- _KUTIPAN TEKS_
|---|

Comic Frontier 20 (Comifuro 20) akan hadir pada 24-25 Mei 2025. Comifuro kali ini, entah mengapa, di-branding dengan nama Comifuro XX. Mungkin seperti slogan sebuah situs X, X makes it cool. Setelah lima kali di ICE, Comifuro masih menyimpan sejumlah masalah yang berpotensi menjadi besar apabila tidak segera disadari dan diselesaikan. Marahnya beberapa circle yang menuding keberadaan konser sebagai hal yang menurunkan omset penjualan mereka sebenarnya hanya sebagian kecil dari segudang masalah yang sudah terakumulasi menjadi bom waktu dan menunggu meledak di CF XX.
Baca Juga: Laporan Comifuro 19 Day 1: Seru-Seruan di Tengah Hujan
Comifuro 19 adalah acara pertama yang menghadirkan konser. Dengan bintang tamu yang dibawa oleh sponsor acara, hal ini tentu menjadi angin segar. Ini menandakan ada usaha untuk bisa menggaet pengunjung baru atau memberikan nilai tambah kepada pengunjung setia Comifuro. Tetapi, sebagaimana konser artis Jepang lainnya di Indonesia, konser artis “tier 2” atau “tier 3” tampak tidak cukup efektif untuk benar-benar menggaet jumlah massa secara signifikan. Keterisian area konser yang terisi kurang lebih 40-50 persen tentu menimbulkan pertanyaan, apakah cost benefit yang dilakukan telah sebanding, terlepas apakah konser tersebut dibuat secara swakelola oleh Comifuro atau menggandeng pihak ketiga sebagai promotor dan penyelenggara. Amat sangat disayangkan, mengingat kualitas setup area konser yang di atas rata-rata dan jauh lebih baik dari segi tata suara dan tata cahaya dibandingkan konser, misalnya, seperti di AFA ID.
Selain menjadi inovasi yang harus diapresiasi, menyelenggarakan konser sebenarnya tidak benar-benar menyelesaikan masalah landainya pengunjung Comifuro. Apabila Comifuro 15 menjadi rujukan awal dengan lompatan pengunjung dari 13 ribu tahun 2020 menjadi 20 ribuan sehari pada 2022-2023, maka landainya jumlah pengunjung Comifuro 19 menjadi suatu lampu kuning. Ada kemungkinan ke depannya pengunjung Comifuro di hari pertama akan stabil atau stagnan di angka 20-25 ribu orang. Ini berarti ada glass ceiling, langit-langit kaca, di mana ada masalah fundamental yang harus segera diselesaikan atau yang harus didisrupsi.
Maka hal tersebut membawa kita untuk mengevaluasi hal ini: mengapa orang tidak mau ke Comifuro? Mengapa orang enggan untuk datang ke ICE? Atau mengapa orang tetap mau ke ICE meskipun mahal, jauh, dan melelahkan? Hal ini bisa dijawab dengan melakukan survei kepuasan pelanggan. Namun untuk membuka wawasan, ada baiknya kita sejenak melihat situasi Comiket selaku acara yang menginspirasi Comifuro.

|---|

- _RINCIAN SOAL_
Jawablah pertanyaan berikut berdasarkan kutipan tentang Comifuro di atas.
(a) Pada tanggal berapa Comic Frontier 20 akan hadir?
(b) Kira-kira berapa persen area konser di Comifuro 19 yang terisi?
(c) Acara apa yang disebut menginspirasi Comifuro?

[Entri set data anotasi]
|---|

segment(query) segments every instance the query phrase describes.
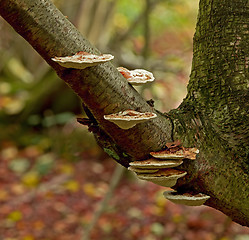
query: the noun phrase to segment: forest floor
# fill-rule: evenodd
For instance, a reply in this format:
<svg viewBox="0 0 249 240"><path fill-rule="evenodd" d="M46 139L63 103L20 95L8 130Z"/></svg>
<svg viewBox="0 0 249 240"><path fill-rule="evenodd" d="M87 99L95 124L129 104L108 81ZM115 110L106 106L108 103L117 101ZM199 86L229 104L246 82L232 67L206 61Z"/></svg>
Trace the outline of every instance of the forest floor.
<svg viewBox="0 0 249 240"><path fill-rule="evenodd" d="M165 188L125 170L90 237L115 162L93 148L68 161L37 146L0 151L1 240L248 240L249 229L206 206L175 205ZM167 190L167 189L166 189Z"/></svg>

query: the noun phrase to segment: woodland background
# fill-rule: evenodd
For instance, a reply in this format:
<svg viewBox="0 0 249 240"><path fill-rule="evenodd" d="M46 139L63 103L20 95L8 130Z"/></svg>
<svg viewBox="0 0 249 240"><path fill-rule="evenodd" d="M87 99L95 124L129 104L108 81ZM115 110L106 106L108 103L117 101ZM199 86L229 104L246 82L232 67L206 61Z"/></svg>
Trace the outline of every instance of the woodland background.
<svg viewBox="0 0 249 240"><path fill-rule="evenodd" d="M179 105L198 0L54 2L115 66L153 72L155 83L137 90L157 109ZM166 188L116 166L77 123L72 90L3 19L0 31L0 239L249 239L217 210L175 205Z"/></svg>

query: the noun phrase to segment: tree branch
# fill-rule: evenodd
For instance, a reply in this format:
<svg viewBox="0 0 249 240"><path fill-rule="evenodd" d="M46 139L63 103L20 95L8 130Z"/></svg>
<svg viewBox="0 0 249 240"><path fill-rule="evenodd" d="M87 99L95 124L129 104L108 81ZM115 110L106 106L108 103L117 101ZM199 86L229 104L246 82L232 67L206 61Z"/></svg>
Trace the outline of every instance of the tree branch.
<svg viewBox="0 0 249 240"><path fill-rule="evenodd" d="M171 123L130 86L111 63L84 70L65 69L51 61L78 51L98 54L49 0L0 0L2 17L23 36L81 98L101 128L132 158L142 159L171 141ZM157 112L158 118L122 130L103 119L125 109ZM111 132L111 134L110 134Z"/></svg>

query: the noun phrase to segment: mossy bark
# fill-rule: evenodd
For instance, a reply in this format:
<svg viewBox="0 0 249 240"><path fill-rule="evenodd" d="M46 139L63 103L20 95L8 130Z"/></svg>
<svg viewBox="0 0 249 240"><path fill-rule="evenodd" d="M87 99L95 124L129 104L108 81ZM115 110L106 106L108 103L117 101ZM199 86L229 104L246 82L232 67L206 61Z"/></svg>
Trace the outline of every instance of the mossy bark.
<svg viewBox="0 0 249 240"><path fill-rule="evenodd" d="M207 204L249 226L249 4L244 0L201 0L194 37L188 95L163 115L132 88L110 63L85 70L51 61L77 51L98 53L50 0L0 0L0 14L55 69L82 99L102 147L121 164L147 158L150 151L180 139L197 147L196 161L178 191L211 196ZM103 119L125 109L153 111L158 118L121 130Z"/></svg>
<svg viewBox="0 0 249 240"><path fill-rule="evenodd" d="M249 4L201 0L188 95L172 110L174 137L196 146L191 177L210 206L249 225ZM190 169L192 168L192 170Z"/></svg>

|---|

- _HASIL AKHIR_
(a) 24-25 Mei 2025.
(b) Kurang lebih 40-50 persen.
(c) Comiket.